“En aquel tiempo, al salir Jesús de la sinagoga, entró en casa de Simón. La suegra de Simón estaba con fiebre muy alta y le pidieron que hiciera algo por ella. Él, de pie a su lado, increpó a la fiebre, y se le paso; ella, levantándose enseguida, se puso a servirles. Al ponerse el sol, los que tenían enfermos con el mal que fuera se los llevaban, y él, poniendo las manos sobre cada uno los iba curando. De muchos de ellos salían también demonios que gritaban: “Tú eres el Hijo de Dios”. Los increpaba y no les dejaba hablar, porque sabían que él era el Mesías. Al hacerse de día salió a un lugar solitario. La gente lo andaba buscando; dieron con él e intentaban retenerlo para que no se les fuese. Pero él les dijo: “también a los otros pueblos tengo que anunciarles el reino de Dios, para eso me han enviado. Y predicaba en las sinagogas de Judea.”

_ _ _ _ _ _ _

### OBJETIVO DE LA TAREA
Responde a estas preguntas sobre el relato de Jesús en casa de Simón:
(a) ¿Quién estaba con fiebre muy alta?
(b) ¿Qué gritaban los demonios que salían de muchos de los enfermos?
(c) ¿Dónde predicaba Jesús al final del relato?

_ _ _ _ _ _ _

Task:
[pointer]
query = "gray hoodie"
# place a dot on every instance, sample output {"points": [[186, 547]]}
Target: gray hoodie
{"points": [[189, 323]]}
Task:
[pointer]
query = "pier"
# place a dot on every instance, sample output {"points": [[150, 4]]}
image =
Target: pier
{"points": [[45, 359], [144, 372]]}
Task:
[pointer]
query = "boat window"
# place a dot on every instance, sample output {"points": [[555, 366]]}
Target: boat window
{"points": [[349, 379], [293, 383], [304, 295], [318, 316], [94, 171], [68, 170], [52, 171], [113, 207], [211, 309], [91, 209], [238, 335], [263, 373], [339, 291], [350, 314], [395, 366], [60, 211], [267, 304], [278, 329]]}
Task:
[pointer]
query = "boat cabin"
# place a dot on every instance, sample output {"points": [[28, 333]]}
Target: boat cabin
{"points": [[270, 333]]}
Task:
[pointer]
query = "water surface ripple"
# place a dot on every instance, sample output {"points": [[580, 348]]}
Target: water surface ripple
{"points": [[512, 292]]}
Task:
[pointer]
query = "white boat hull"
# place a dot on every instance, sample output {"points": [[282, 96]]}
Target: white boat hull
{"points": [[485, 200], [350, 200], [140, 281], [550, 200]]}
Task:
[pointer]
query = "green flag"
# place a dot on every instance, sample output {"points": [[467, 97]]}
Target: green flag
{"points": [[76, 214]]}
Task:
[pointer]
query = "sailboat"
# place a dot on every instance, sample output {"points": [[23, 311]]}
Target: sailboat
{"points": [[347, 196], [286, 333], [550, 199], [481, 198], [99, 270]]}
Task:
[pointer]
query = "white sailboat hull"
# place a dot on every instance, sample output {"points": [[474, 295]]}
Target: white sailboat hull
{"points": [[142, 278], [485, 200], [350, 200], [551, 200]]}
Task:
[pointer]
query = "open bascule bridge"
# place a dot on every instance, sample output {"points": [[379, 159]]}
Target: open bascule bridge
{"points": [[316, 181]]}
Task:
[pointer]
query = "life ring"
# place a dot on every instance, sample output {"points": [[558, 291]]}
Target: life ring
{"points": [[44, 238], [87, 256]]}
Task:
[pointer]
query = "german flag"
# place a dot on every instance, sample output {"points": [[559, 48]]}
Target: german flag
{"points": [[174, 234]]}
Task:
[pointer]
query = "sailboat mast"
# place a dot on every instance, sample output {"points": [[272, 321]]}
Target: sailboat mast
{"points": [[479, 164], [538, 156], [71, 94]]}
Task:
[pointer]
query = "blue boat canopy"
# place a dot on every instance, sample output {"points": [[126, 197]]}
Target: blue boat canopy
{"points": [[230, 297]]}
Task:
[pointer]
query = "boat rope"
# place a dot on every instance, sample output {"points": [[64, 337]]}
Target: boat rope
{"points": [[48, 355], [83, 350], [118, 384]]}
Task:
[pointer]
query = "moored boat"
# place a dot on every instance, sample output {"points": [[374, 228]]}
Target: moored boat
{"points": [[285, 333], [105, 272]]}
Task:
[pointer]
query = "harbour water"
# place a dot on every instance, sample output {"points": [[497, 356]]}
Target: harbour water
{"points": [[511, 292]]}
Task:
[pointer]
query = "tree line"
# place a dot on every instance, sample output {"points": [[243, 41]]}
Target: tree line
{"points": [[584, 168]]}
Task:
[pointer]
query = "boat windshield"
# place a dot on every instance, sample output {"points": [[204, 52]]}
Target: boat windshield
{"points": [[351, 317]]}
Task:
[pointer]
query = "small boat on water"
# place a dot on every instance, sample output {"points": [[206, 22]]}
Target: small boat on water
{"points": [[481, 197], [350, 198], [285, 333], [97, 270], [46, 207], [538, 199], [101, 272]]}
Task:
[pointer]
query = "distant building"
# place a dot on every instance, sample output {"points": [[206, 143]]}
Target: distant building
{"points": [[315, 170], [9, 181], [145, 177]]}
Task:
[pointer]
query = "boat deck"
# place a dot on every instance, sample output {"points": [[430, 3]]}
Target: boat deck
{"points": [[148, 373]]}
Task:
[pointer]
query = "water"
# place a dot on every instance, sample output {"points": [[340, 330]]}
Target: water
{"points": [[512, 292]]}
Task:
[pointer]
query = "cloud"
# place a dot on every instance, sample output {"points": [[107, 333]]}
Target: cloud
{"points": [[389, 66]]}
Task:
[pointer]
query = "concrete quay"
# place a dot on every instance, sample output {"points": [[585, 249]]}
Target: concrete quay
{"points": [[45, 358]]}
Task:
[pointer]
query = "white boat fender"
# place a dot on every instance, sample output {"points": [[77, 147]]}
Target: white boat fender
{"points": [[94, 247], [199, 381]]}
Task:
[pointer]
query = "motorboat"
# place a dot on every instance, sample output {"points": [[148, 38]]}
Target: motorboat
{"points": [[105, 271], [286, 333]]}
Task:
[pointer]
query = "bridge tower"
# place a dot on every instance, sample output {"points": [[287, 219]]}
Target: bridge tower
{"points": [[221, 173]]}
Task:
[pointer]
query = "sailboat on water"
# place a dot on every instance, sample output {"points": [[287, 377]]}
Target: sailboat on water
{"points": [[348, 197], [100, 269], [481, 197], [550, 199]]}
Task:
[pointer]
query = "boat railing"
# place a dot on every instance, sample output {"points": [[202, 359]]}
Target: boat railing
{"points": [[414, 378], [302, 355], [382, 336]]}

_ _ _ _ _ _ _

### RESPUESTA
(a) La suegra de Simón.
(b) "Tú eres el Hijo de Dios".
(c) En las sinagogas de Judea.